#### PAGE EXTRACT ####

To explore Google Play content, we have created PlayDrone,
the first scalable Google Play store crawler and application
analysis framework. PlayDrone uses four key
techniques. First, PlayDrone leverages common hacking
techniques to easily circumvent security measures that Google
uses to prevent indexing Google Play store content. These
techniques include simple dictionary-based attacks for discovering
applications, and decompiling and rebuilding the
Google Play Android client to use insecure communication
protocols to communicate with the Google Play servers to
capture, understand, and reproduce the necessary protocols.
Second, PlayDrone leverages higher-level languages and
frameworks to provide highly concurrent, distributed processing
with modest implementation effort. PlayDrone
is written in Ruby and uses the Sidekiq [31] asynchronous
processing framework and the Redis [33] key-value store.
Its performance scales easily by simply adding servers to
the cluster, enabling PlayDrone to efficiently crawl the
Google Play store on a daily basis even as its content continues
to grow. Third, PlayDrone stores each application’s
metadata and decompiled sources in a Git repository.
This provides a simple versioning system for PlayDrone
to track and manage multiple versions of each application
and analyze how Google Play store content evolves over
time. Finally, PlayDrone leverages the Elasticsearch [19]
distributed real-time search and analytics engine using an
indexing schema based on the Google Play store API to
make it easy to analyze and explore the Google Play store
metadata and content.

#### LISTING ####

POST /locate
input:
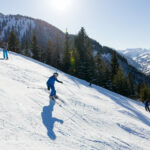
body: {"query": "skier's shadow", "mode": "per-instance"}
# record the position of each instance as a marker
(48, 120)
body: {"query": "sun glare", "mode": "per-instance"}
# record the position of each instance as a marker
(61, 5)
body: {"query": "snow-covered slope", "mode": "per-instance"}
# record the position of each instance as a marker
(92, 119)
(139, 58)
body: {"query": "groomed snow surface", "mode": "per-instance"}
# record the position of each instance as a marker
(93, 118)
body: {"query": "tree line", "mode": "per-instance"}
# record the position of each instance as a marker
(78, 59)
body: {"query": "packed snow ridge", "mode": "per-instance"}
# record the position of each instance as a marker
(93, 118)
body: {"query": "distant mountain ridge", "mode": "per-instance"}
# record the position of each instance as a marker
(24, 27)
(139, 58)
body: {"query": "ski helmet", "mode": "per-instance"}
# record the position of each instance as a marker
(55, 74)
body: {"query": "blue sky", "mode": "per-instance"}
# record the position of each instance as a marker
(119, 24)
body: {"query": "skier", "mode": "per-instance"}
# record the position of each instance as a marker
(5, 54)
(50, 85)
(147, 106)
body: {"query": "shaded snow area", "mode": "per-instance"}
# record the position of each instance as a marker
(93, 118)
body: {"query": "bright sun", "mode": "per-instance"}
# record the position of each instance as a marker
(61, 5)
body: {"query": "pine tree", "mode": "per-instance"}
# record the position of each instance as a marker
(49, 51)
(34, 46)
(120, 83)
(13, 42)
(66, 57)
(144, 92)
(98, 64)
(80, 45)
(27, 48)
(56, 55)
(131, 84)
(114, 64)
(85, 67)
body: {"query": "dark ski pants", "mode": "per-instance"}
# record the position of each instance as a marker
(5, 55)
(53, 91)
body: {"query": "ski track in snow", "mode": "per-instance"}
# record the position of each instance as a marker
(92, 119)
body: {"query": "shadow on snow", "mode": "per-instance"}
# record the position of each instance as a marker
(49, 120)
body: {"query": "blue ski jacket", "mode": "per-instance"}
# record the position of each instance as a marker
(51, 81)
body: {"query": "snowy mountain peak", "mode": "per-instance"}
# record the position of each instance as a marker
(93, 118)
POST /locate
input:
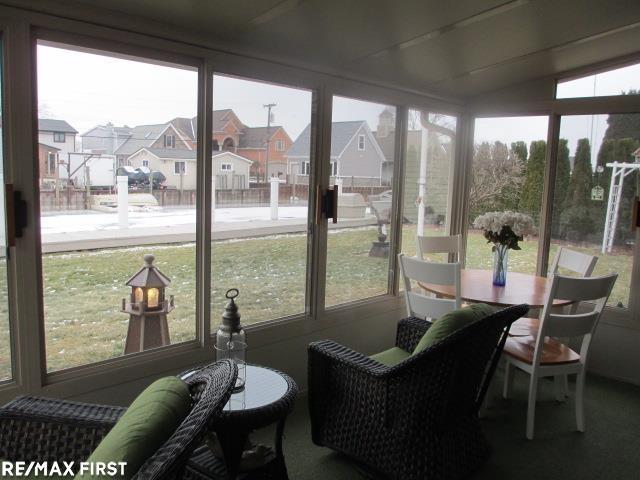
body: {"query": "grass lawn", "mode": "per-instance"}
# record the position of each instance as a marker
(83, 290)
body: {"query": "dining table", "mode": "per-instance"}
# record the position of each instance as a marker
(476, 286)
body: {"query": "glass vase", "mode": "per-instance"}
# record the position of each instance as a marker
(500, 262)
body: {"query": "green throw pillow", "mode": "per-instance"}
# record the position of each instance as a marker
(451, 322)
(146, 425)
(391, 357)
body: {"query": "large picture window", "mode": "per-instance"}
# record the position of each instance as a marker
(99, 221)
(356, 268)
(260, 246)
(588, 215)
(507, 175)
(428, 165)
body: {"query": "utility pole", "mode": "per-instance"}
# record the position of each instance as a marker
(268, 106)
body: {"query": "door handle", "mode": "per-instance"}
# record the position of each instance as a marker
(16, 209)
(327, 202)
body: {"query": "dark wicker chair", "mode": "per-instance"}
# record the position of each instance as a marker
(415, 420)
(47, 429)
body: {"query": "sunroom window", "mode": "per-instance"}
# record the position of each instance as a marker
(96, 228)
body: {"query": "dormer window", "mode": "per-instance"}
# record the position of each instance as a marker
(169, 141)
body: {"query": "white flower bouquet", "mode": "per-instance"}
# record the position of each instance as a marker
(505, 228)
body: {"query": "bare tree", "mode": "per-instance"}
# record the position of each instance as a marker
(496, 179)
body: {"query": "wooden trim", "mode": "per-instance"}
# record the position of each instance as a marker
(549, 185)
(397, 203)
(204, 175)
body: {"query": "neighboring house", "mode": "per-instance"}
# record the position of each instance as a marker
(179, 166)
(356, 156)
(105, 138)
(162, 136)
(231, 170)
(48, 164)
(230, 134)
(60, 135)
(439, 161)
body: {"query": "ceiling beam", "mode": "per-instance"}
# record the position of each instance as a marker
(465, 22)
(517, 58)
(280, 9)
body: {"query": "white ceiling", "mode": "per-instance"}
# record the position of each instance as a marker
(461, 48)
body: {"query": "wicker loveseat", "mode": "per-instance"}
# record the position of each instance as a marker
(47, 429)
(417, 419)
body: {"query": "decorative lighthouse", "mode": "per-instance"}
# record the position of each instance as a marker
(147, 309)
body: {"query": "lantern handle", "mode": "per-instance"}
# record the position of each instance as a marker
(230, 295)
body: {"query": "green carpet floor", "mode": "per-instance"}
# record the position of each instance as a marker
(609, 449)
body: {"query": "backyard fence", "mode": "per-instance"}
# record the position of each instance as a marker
(249, 197)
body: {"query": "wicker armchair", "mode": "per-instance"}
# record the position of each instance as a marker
(47, 429)
(417, 419)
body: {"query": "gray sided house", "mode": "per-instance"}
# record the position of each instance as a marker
(105, 138)
(356, 156)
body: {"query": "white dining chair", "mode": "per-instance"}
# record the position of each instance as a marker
(542, 356)
(450, 244)
(582, 265)
(423, 306)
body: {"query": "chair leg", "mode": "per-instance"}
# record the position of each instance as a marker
(580, 401)
(507, 386)
(531, 407)
(560, 387)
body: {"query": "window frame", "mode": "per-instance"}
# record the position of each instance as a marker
(181, 171)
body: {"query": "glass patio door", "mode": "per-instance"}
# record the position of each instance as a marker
(597, 182)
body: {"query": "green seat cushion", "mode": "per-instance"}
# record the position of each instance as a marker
(391, 357)
(451, 322)
(147, 424)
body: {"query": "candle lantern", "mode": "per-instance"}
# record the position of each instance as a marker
(147, 308)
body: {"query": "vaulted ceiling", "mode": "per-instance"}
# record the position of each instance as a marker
(461, 48)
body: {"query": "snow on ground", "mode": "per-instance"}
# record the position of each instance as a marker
(90, 221)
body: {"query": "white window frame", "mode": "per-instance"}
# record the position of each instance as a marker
(169, 140)
(175, 167)
(51, 155)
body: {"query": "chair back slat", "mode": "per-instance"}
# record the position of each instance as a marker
(569, 326)
(425, 307)
(442, 244)
(419, 303)
(430, 272)
(578, 262)
(592, 289)
(582, 289)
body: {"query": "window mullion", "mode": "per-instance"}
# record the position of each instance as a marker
(544, 236)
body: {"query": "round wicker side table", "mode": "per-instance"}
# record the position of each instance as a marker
(267, 398)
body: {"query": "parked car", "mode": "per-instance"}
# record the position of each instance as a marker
(135, 177)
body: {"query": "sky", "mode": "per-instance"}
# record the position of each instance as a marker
(87, 89)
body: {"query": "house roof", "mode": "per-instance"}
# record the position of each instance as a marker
(170, 153)
(231, 154)
(141, 136)
(48, 147)
(52, 125)
(256, 137)
(341, 135)
(187, 126)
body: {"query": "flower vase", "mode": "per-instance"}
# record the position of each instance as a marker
(500, 258)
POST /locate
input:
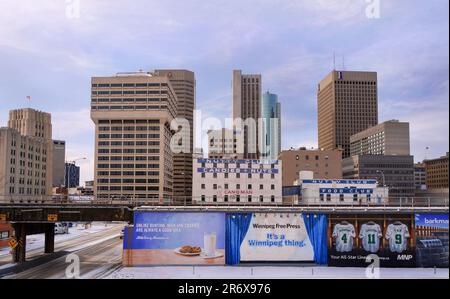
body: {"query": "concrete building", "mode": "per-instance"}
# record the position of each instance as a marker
(271, 126)
(325, 164)
(247, 107)
(26, 156)
(237, 181)
(420, 176)
(25, 167)
(71, 175)
(132, 113)
(347, 104)
(225, 144)
(183, 83)
(388, 138)
(437, 172)
(31, 122)
(394, 172)
(352, 192)
(59, 159)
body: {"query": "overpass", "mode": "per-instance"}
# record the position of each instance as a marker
(34, 217)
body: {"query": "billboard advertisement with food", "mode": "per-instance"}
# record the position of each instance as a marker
(175, 239)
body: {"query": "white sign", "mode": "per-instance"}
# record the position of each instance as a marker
(275, 237)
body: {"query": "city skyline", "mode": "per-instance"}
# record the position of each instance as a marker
(56, 72)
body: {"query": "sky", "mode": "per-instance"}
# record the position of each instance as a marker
(49, 50)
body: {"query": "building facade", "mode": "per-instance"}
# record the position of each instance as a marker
(420, 176)
(247, 107)
(347, 104)
(71, 175)
(437, 172)
(271, 126)
(225, 144)
(25, 167)
(132, 113)
(388, 138)
(59, 159)
(394, 172)
(325, 164)
(183, 83)
(345, 192)
(237, 181)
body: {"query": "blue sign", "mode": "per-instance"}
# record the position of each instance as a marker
(345, 191)
(153, 230)
(228, 161)
(432, 220)
(346, 182)
(237, 170)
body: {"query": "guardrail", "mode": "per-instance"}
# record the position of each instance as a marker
(442, 202)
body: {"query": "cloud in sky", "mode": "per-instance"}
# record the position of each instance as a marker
(51, 56)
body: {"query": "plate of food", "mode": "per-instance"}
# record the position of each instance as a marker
(188, 250)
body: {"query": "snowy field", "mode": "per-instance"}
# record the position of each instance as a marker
(271, 272)
(35, 242)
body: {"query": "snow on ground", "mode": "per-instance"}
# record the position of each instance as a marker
(270, 272)
(37, 241)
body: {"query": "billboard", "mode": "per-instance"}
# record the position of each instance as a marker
(432, 240)
(175, 239)
(351, 238)
(277, 237)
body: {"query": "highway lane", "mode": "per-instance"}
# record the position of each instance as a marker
(66, 245)
(98, 259)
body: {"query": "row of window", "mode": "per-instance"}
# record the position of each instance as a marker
(128, 188)
(103, 166)
(127, 173)
(237, 198)
(128, 181)
(102, 85)
(238, 175)
(127, 136)
(238, 186)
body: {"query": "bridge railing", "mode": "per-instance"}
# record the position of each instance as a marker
(406, 202)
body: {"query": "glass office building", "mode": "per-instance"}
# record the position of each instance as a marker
(271, 128)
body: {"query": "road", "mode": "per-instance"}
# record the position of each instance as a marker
(99, 254)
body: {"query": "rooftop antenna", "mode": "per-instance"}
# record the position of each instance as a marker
(334, 61)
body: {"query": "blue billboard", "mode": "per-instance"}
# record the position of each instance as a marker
(176, 239)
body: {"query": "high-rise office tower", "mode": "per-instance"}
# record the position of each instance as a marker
(59, 159)
(183, 83)
(26, 156)
(271, 127)
(247, 106)
(132, 113)
(30, 122)
(347, 104)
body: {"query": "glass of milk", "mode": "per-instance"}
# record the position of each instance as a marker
(209, 244)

####

▶ [EXERCISE TASKS]
1 - Please output the PlayDrone passage word for word, from "Second, PlayDrone leverages" up to and including "a Git repository.".
2 - Pull out every line of the listing that contains the string "frame", copying each one unchanged.

▶ [IN RESPONSE]
1 -
Second, PlayDrone leverages higher-level languages and
frameworks to provide highly concurrent, distributed processing
with modest implementation effort. PlayDrone
is written in Ruby and uses the Sidekiq [31] asynchronous
processing framework and the Redis [33] key-value store.
Its performance scales easily by simply adding servers to
the cluster, enabling PlayDrone to efficiently crawl the
Google Play store on a daily basis even as its content continues
to grow. Third, PlayDrone stores each application’s
metadata and decompiled sources in a Git repository.

2 -
body: {"query": "window frame", "mode": "per-instance"}
body: {"query": "white window frame", "mode": "per-instance"}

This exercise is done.